- _Stored records_:
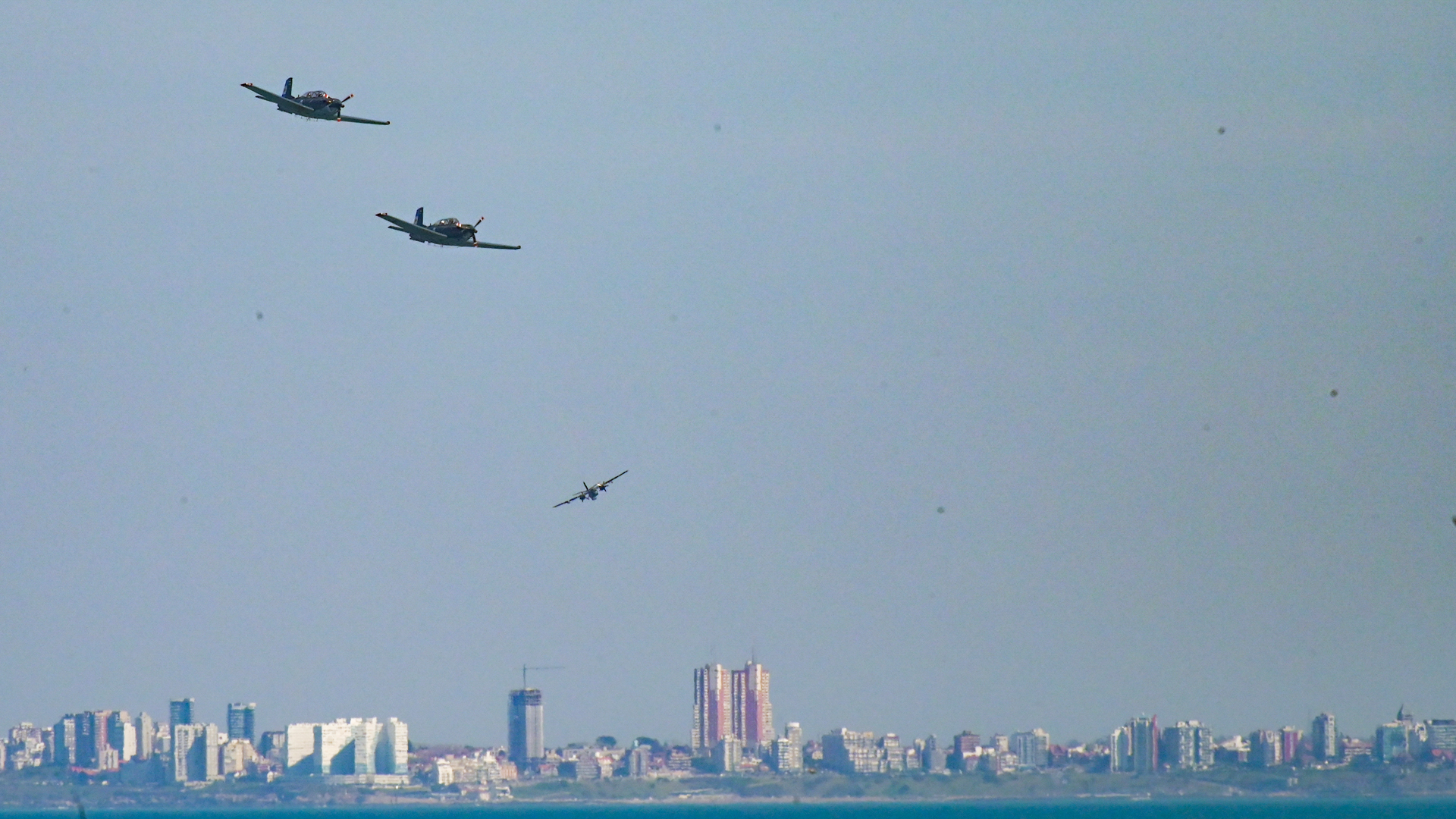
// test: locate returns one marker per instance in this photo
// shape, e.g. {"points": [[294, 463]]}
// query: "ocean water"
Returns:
{"points": [[1069, 809]]}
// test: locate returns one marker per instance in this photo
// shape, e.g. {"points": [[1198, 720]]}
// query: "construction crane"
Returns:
{"points": [[536, 670]]}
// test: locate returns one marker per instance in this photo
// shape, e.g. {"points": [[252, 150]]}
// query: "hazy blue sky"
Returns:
{"points": [[989, 259]]}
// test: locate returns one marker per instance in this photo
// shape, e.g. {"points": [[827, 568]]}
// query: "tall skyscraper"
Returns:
{"points": [[181, 711], [196, 752], [146, 736], [64, 741], [758, 719], [1145, 744], [1326, 738], [731, 703], [1033, 748], [526, 723], [1120, 745], [1289, 738], [240, 720], [121, 735], [711, 708]]}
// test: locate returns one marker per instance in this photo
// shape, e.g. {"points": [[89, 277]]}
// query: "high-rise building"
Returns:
{"points": [[526, 726], [1031, 748], [851, 752], [121, 733], [146, 736], [196, 752], [180, 713], [1145, 744], [1120, 751], [1440, 735], [240, 720], [1266, 748], [712, 708], [1392, 742], [758, 717], [731, 703], [334, 748], [93, 742], [1326, 738], [1187, 745], [297, 748], [64, 741], [1289, 738], [788, 751]]}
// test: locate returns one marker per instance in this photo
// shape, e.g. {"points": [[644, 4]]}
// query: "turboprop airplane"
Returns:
{"points": [[313, 105], [450, 232]]}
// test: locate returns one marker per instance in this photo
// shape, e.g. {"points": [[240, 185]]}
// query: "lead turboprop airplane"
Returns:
{"points": [[450, 232], [313, 105], [590, 493]]}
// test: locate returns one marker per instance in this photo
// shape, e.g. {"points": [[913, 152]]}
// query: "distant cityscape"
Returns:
{"points": [[733, 733]]}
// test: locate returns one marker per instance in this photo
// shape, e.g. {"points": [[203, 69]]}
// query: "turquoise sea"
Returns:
{"points": [[1071, 809]]}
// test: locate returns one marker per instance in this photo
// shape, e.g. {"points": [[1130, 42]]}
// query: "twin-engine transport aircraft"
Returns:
{"points": [[315, 105], [450, 232], [590, 493]]}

- _Work instructions_:
Each line above is to be copied verbatim. Drop any image from the copy.

- _Completed exercise_:
// test: locate returns one marker per instance in this photo
// shape, e.g. {"points": [[294, 463]]}
// query: "ocean water"
Returns:
{"points": [[1069, 809]]}
// test: locate returns one marker per instance in this photo
// shape, e.g. {"points": [[1198, 720]]}
// query: "construction crane"
Returns:
{"points": [[536, 670]]}
// test: locate returns one marker per instance in this photo
// shape, e.g. {"points": [[252, 150]]}
// query: "hazy blue sky"
Returns:
{"points": [[989, 259]]}
// test: locate returns one marker per instance in this photo
// shape, e.g. {"points": [[827, 568]]}
// query: "tall skyscraper"
Returns:
{"points": [[181, 711], [196, 752], [146, 736], [64, 741], [758, 719], [1145, 744], [1326, 738], [731, 703], [1033, 748], [526, 723], [1120, 745], [1289, 738], [240, 720], [121, 735], [711, 708]]}
// test: locate returns one marker per instance in this photo
// shape, e.g. {"points": [[89, 277]]}
// query: "high-rise building"
Returns:
{"points": [[526, 726], [1031, 748], [851, 752], [121, 733], [146, 736], [196, 752], [180, 713], [1145, 744], [1120, 751], [1440, 735], [240, 720], [1266, 748], [712, 708], [1392, 742], [758, 717], [731, 703], [334, 748], [93, 742], [1326, 738], [1187, 745], [297, 748], [64, 741], [1289, 738], [788, 751]]}
// test: locate returns one marker per instance in this photo
// shape, e.g. {"points": [[644, 4]]}
// query: "turboprop airplane"
Returns:
{"points": [[313, 105], [450, 232]]}
// test: locate returns one marker per instance in this photo
// shape, e.g. {"points": [[240, 185]]}
// query: "lead turboprop airplane"
Returns:
{"points": [[450, 232], [313, 105], [590, 493]]}
// test: locate returns one marker per instance in this photo
// shape, e.g. {"points": [[913, 152]]}
// query: "distant cityscape"
Returns:
{"points": [[733, 733]]}
// test: locate returns one marker per instance in this photo
// shape, e.g. {"points": [[203, 69]]}
// query: "turquoise sea"
Returns:
{"points": [[1071, 809]]}
// test: locate returns one marker per instance in this photo
// shape, e.g. {"points": [[1130, 42]]}
// query: "twin-engine transport aircraft"
Returns:
{"points": [[315, 105], [450, 232], [590, 493]]}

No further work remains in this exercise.